> INSTRUCTIONS FOR THE TASK: Find the line containing "of the clear". Retype it and every line after it through the end of the entries, exactly as written, with nothing added.

....

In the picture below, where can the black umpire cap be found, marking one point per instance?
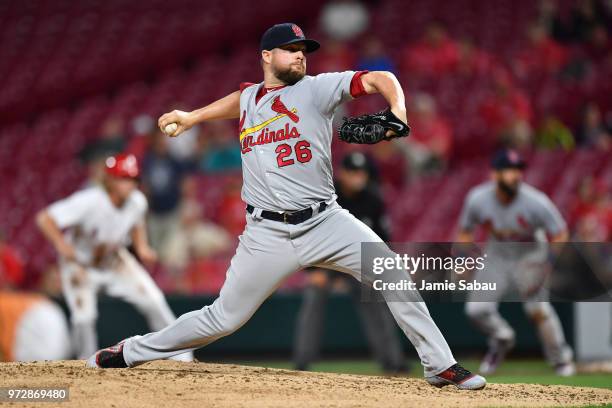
(285, 34)
(508, 159)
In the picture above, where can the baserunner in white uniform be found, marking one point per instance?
(293, 220)
(520, 220)
(99, 223)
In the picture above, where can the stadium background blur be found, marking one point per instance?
(82, 79)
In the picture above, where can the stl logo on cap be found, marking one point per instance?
(122, 165)
(297, 30)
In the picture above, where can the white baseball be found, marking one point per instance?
(170, 128)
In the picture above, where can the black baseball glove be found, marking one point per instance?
(372, 128)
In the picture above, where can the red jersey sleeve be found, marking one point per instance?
(357, 88)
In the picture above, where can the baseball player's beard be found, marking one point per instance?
(289, 75)
(510, 190)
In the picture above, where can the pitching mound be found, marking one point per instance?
(178, 385)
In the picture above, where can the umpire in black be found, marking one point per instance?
(358, 193)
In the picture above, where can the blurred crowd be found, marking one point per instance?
(194, 239)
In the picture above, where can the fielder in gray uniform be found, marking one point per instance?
(519, 220)
(293, 220)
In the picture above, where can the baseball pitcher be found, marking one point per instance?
(99, 222)
(515, 214)
(293, 220)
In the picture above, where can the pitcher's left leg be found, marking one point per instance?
(334, 240)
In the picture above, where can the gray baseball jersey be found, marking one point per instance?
(285, 140)
(513, 262)
(518, 221)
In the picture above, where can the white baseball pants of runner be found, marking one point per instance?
(268, 252)
(129, 281)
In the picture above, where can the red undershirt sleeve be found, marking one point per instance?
(245, 85)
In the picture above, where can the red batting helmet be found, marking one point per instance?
(122, 165)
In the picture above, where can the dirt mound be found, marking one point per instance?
(179, 385)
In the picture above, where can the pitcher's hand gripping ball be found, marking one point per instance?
(372, 128)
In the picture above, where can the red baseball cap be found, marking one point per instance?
(122, 165)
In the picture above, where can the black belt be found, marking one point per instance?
(295, 217)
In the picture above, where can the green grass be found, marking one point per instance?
(514, 371)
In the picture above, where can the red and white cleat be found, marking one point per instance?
(111, 357)
(459, 377)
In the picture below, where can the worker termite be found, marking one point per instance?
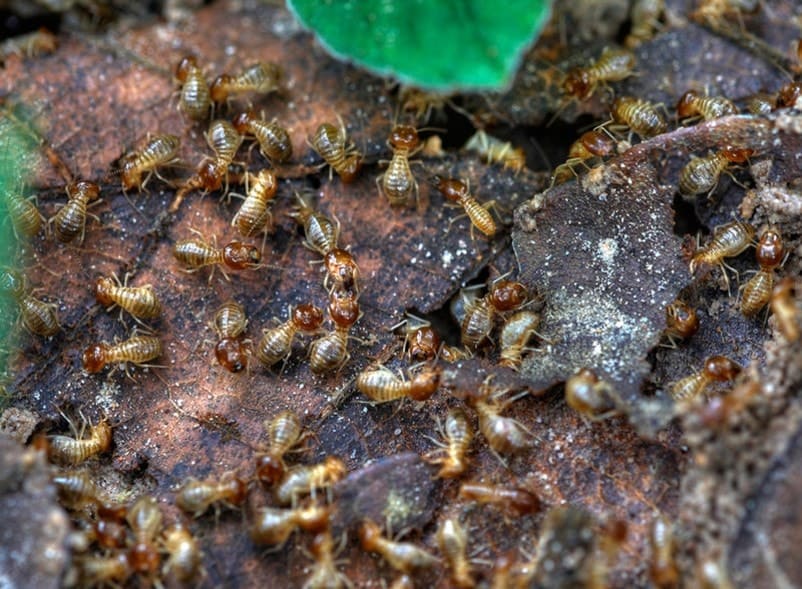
(160, 150)
(715, 369)
(196, 252)
(330, 352)
(325, 574)
(681, 322)
(701, 174)
(138, 349)
(452, 452)
(276, 342)
(145, 519)
(421, 341)
(224, 140)
(613, 65)
(397, 183)
(505, 435)
(259, 78)
(332, 145)
(303, 480)
(458, 191)
(283, 433)
(26, 219)
(196, 497)
(95, 571)
(382, 385)
(590, 145)
(68, 450)
(728, 241)
(639, 115)
(590, 396)
(495, 151)
(402, 556)
(341, 270)
(320, 231)
(254, 214)
(195, 100)
(645, 17)
(453, 542)
(274, 141)
(230, 323)
(516, 500)
(663, 570)
(769, 253)
(140, 301)
(37, 316)
(785, 310)
(518, 329)
(692, 104)
(185, 558)
(274, 525)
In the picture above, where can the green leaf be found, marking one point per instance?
(440, 45)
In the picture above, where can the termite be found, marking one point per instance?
(458, 191)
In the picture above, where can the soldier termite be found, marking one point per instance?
(397, 183)
(140, 301)
(332, 145)
(382, 385)
(590, 145)
(283, 432)
(195, 100)
(185, 558)
(715, 369)
(274, 526)
(196, 497)
(402, 556)
(681, 322)
(37, 316)
(259, 78)
(728, 241)
(663, 570)
(515, 500)
(25, 217)
(254, 214)
(274, 141)
(325, 574)
(421, 341)
(613, 65)
(639, 115)
(453, 542)
(160, 150)
(68, 450)
(145, 519)
(590, 396)
(701, 174)
(230, 323)
(692, 104)
(320, 231)
(645, 17)
(518, 329)
(276, 342)
(138, 349)
(769, 253)
(495, 151)
(785, 310)
(303, 480)
(330, 352)
(196, 252)
(458, 191)
(451, 454)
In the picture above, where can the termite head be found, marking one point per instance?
(404, 137)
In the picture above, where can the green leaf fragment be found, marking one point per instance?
(442, 45)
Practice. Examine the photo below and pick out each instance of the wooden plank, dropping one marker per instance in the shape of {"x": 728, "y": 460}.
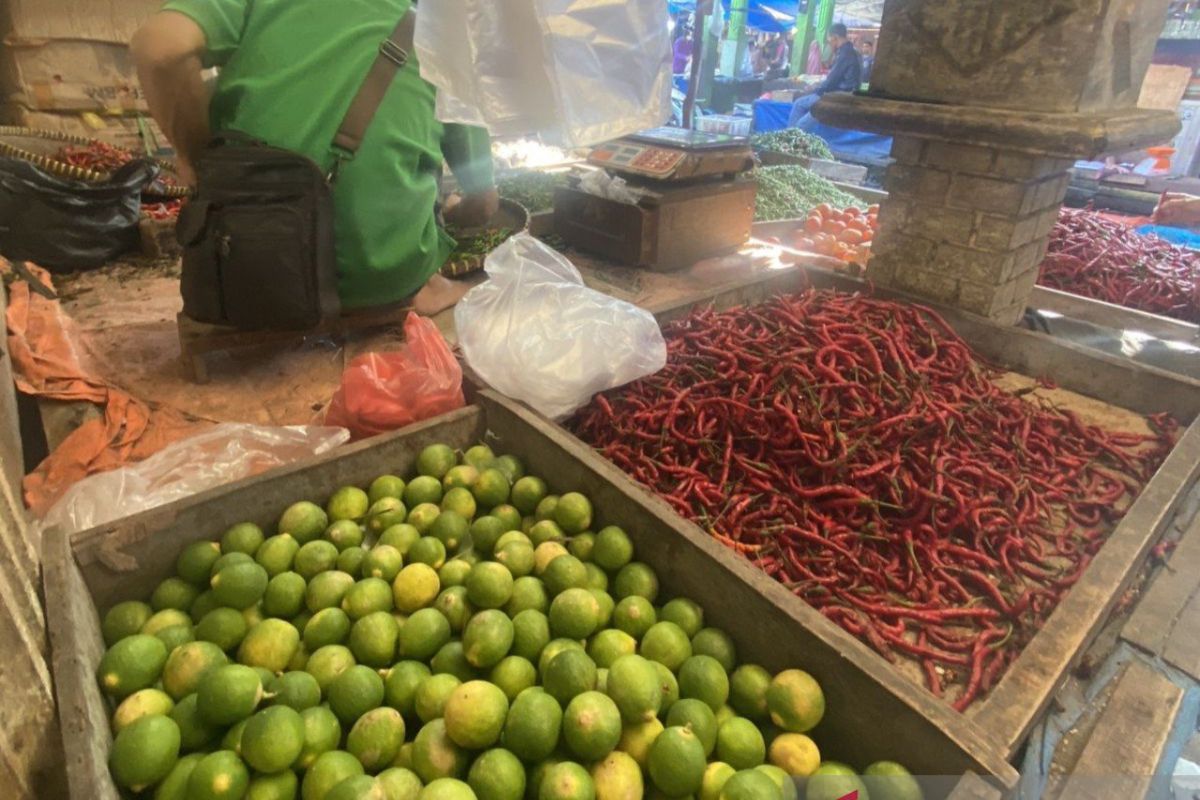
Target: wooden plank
{"x": 1127, "y": 744}
{"x": 1155, "y": 618}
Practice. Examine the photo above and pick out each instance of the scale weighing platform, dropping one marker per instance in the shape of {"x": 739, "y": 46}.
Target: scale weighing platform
{"x": 696, "y": 199}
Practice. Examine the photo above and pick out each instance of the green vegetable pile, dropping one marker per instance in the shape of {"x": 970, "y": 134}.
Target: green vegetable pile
{"x": 531, "y": 188}
{"x": 792, "y": 142}
{"x": 461, "y": 635}
{"x": 790, "y": 192}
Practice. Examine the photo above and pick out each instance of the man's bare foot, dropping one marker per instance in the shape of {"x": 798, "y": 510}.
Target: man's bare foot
{"x": 438, "y": 294}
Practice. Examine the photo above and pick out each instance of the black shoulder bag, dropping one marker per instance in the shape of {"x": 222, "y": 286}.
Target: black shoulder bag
{"x": 258, "y": 234}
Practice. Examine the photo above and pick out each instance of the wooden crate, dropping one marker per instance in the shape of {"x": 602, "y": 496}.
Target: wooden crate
{"x": 871, "y": 713}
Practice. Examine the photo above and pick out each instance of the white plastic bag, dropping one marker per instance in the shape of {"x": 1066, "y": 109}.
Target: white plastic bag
{"x": 223, "y": 453}
{"x": 576, "y": 72}
{"x": 533, "y": 331}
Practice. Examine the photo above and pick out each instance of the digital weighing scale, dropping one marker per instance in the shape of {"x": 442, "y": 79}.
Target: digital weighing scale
{"x": 696, "y": 199}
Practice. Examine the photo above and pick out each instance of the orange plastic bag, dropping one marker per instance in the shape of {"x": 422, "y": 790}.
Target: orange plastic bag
{"x": 384, "y": 391}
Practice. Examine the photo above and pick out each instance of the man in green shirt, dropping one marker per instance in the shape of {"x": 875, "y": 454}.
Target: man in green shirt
{"x": 288, "y": 71}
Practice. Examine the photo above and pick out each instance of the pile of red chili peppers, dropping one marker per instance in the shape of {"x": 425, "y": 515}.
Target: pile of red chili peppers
{"x": 1103, "y": 259}
{"x": 102, "y": 157}
{"x": 856, "y": 451}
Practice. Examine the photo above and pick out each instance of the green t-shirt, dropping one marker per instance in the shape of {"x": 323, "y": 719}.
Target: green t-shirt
{"x": 288, "y": 72}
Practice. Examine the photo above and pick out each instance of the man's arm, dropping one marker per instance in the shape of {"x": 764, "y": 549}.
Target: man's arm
{"x": 168, "y": 50}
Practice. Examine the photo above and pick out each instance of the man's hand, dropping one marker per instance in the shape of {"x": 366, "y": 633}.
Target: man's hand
{"x": 473, "y": 210}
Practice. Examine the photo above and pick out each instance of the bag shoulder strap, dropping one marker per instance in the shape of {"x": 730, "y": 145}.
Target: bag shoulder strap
{"x": 393, "y": 56}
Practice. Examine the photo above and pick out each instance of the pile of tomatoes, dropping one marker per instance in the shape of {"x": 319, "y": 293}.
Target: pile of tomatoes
{"x": 844, "y": 234}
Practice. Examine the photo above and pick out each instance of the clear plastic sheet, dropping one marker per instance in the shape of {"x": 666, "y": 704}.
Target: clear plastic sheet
{"x": 576, "y": 72}
{"x": 535, "y": 332}
{"x": 221, "y": 455}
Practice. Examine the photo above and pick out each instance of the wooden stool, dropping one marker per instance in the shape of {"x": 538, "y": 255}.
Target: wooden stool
{"x": 198, "y": 341}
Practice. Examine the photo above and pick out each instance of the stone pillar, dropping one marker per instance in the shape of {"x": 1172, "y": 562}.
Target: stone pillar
{"x": 990, "y": 104}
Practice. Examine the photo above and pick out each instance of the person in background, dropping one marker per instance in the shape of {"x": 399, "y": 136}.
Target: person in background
{"x": 868, "y": 50}
{"x": 845, "y": 74}
{"x": 288, "y": 72}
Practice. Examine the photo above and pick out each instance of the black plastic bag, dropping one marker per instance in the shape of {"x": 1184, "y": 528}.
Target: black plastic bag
{"x": 66, "y": 224}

....

> RIGHT ANSWER:
Practice. Examine the photo above and pick out each instance of the clear plastic sheet, dropping one marker per instance in the shape of {"x": 666, "y": 704}.
Target: clear plastic sheet
{"x": 576, "y": 72}
{"x": 535, "y": 332}
{"x": 221, "y": 455}
Practice. Examine the photo above and pick out each instance of the wooden stool, dropping one marker per instance in the shape of {"x": 538, "y": 255}.
Target: wooden stool
{"x": 198, "y": 341}
Practice. Examine the photo above and pick out each instance of the stone pillar, dropping one marker per instance in the shape of {"x": 1172, "y": 562}.
Target: stone pillar
{"x": 990, "y": 104}
Practice. Examine the photo above and pick out each instance of the person in background, dropping one marker per instance in the shape of {"x": 399, "y": 136}.
Target: person in background
{"x": 868, "y": 50}
{"x": 845, "y": 74}
{"x": 288, "y": 72}
Practice. Examine the photo above and pick out each instance of the black plastic bag, dropping one marker per instance in the shape of {"x": 1184, "y": 528}.
Target: black plastic bag
{"x": 66, "y": 224}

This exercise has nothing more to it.